[Object point labels]
[Begin]

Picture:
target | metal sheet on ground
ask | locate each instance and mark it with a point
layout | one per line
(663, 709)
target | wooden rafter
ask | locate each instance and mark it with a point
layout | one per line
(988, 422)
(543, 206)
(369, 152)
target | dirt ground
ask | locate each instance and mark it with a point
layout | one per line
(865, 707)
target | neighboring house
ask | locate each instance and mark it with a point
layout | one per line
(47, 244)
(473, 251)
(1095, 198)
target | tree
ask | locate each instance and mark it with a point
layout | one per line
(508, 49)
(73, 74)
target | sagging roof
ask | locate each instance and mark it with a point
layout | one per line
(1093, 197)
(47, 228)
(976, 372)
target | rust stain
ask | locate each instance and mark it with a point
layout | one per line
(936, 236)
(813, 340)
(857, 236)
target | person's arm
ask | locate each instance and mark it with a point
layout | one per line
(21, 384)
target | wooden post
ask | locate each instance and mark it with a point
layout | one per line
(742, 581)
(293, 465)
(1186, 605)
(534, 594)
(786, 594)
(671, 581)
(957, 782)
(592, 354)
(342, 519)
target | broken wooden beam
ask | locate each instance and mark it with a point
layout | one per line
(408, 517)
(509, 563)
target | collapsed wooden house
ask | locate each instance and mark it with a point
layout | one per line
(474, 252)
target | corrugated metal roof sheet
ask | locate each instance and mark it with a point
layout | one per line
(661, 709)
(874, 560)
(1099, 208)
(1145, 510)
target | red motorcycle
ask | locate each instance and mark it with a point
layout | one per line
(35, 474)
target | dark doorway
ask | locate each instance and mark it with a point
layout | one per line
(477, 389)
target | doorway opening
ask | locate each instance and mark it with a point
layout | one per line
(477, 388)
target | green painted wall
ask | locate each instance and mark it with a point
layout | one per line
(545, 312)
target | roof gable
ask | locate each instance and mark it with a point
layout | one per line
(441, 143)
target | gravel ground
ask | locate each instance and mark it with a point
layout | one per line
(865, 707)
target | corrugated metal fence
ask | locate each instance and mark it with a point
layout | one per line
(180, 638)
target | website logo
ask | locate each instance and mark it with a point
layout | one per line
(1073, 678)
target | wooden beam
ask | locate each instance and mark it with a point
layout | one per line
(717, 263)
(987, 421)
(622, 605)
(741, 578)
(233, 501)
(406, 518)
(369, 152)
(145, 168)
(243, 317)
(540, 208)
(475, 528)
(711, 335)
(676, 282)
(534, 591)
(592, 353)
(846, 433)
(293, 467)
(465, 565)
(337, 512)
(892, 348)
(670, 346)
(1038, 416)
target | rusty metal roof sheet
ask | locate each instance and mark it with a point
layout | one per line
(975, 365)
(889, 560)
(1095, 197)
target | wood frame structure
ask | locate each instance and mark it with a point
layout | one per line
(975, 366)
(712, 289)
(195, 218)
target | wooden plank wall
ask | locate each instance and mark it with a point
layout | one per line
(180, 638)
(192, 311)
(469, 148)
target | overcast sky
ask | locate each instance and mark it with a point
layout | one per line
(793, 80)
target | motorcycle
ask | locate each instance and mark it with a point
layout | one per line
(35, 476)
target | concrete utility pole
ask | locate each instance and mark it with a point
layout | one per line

[End]

TASK TO COMPLETE:
Can you print every one of the rows above again, word for word and in the same order?

RESULT:
Picture:
target | metal sheet on ground
ask | locate each instance and mark it with a point
layout | one per line
(663, 709)
target | wooden rafter
ask | locate each instance and mark it with a point
layout | one per line
(988, 422)
(543, 206)
(369, 152)
target | dirt ground
ask | locate each instance and mark it with a point
layout | one per line
(865, 707)
target | neighboring house
ask | locate each instance and mark it with a point
layout | one per line
(47, 244)
(473, 251)
(1095, 198)
target | tree
ask | locate each instance and mark it with a point
layout | one per line
(508, 49)
(73, 74)
target | sagging roof
ask | locate each instance and mark it with a point
layout | one per line
(1093, 197)
(47, 228)
(976, 372)
target | rust stain
ask | locate each instance and mark it with a point
layout | one per line
(936, 236)
(813, 340)
(857, 236)
target | person's arm
ask | locate each instance and mark it with a point
layout | one per line
(21, 384)
target | wooden post
ask | locate each instance and mark it with a point
layout | one per line
(742, 581)
(293, 465)
(1186, 605)
(534, 594)
(786, 594)
(671, 581)
(957, 782)
(592, 354)
(342, 519)
target | broken wooden beam
ask | locate each instance and mark it with a point
layout | one per line
(408, 517)
(509, 563)
target | collapsed wooden house
ask | locate each instance and mark it with a point
layout | one per line
(474, 252)
target | corrugated metal roof sheet
ask | locate each instance and mark it with a point
layout | one per line
(661, 709)
(874, 560)
(1099, 208)
(1145, 510)
target | red motorcycle
ask | locate each instance and mark it with a point
layout | one per line
(35, 474)
target | dark doorway
ask | locate each instance and mark it with a point
layout | one per line
(477, 389)
target | doorway opening
ask | locate each instance and mark it with a point
layout | one per line
(477, 388)
target | green painted wall
ask | locate each instance and mark it with a point
layout | one per line
(545, 312)
target | roof gable
ask | locate each instance and mark it with a point
layout | one per line
(441, 143)
target | gravel ground
ask | locate each instance and mark it with a point
layout | one per line
(865, 707)
target | corrugated metal fence
ask | locate each instance and mark it with a point
layout | one per line
(180, 638)
target | website logo
ask | locate each instance and mark it with a point
layout | one per line
(1073, 678)
target | wooden beam
ask | locate each instance and mark it with a point
layout | one per line
(717, 263)
(987, 421)
(622, 605)
(741, 578)
(233, 501)
(406, 518)
(369, 152)
(145, 168)
(243, 317)
(540, 208)
(475, 528)
(711, 335)
(676, 282)
(534, 591)
(592, 353)
(846, 433)
(293, 467)
(465, 565)
(337, 512)
(892, 348)
(670, 346)
(1038, 416)
target | rusty metal roof sheet
ask | locate each instance and mark it with a point
layout | one per line
(975, 365)
(889, 560)
(1095, 197)
target | wood frame structure
ask | locate each instance and mark it with a point
layout | one per line
(975, 366)
(712, 289)
(195, 218)
target | wooden plank wall
ask | locate each instance and mark it with a point
layout | one per line
(180, 638)
(192, 311)
(469, 148)
target | overcast sky
ask | locate each instance and mark it with a point
layout | one per line
(793, 80)
target | motorcycle
ask | locate each instance and mark it with a point
layout | one per line
(35, 476)
target | concrete utility pole
ask | locate each instance and mark it with a point
layout | one per line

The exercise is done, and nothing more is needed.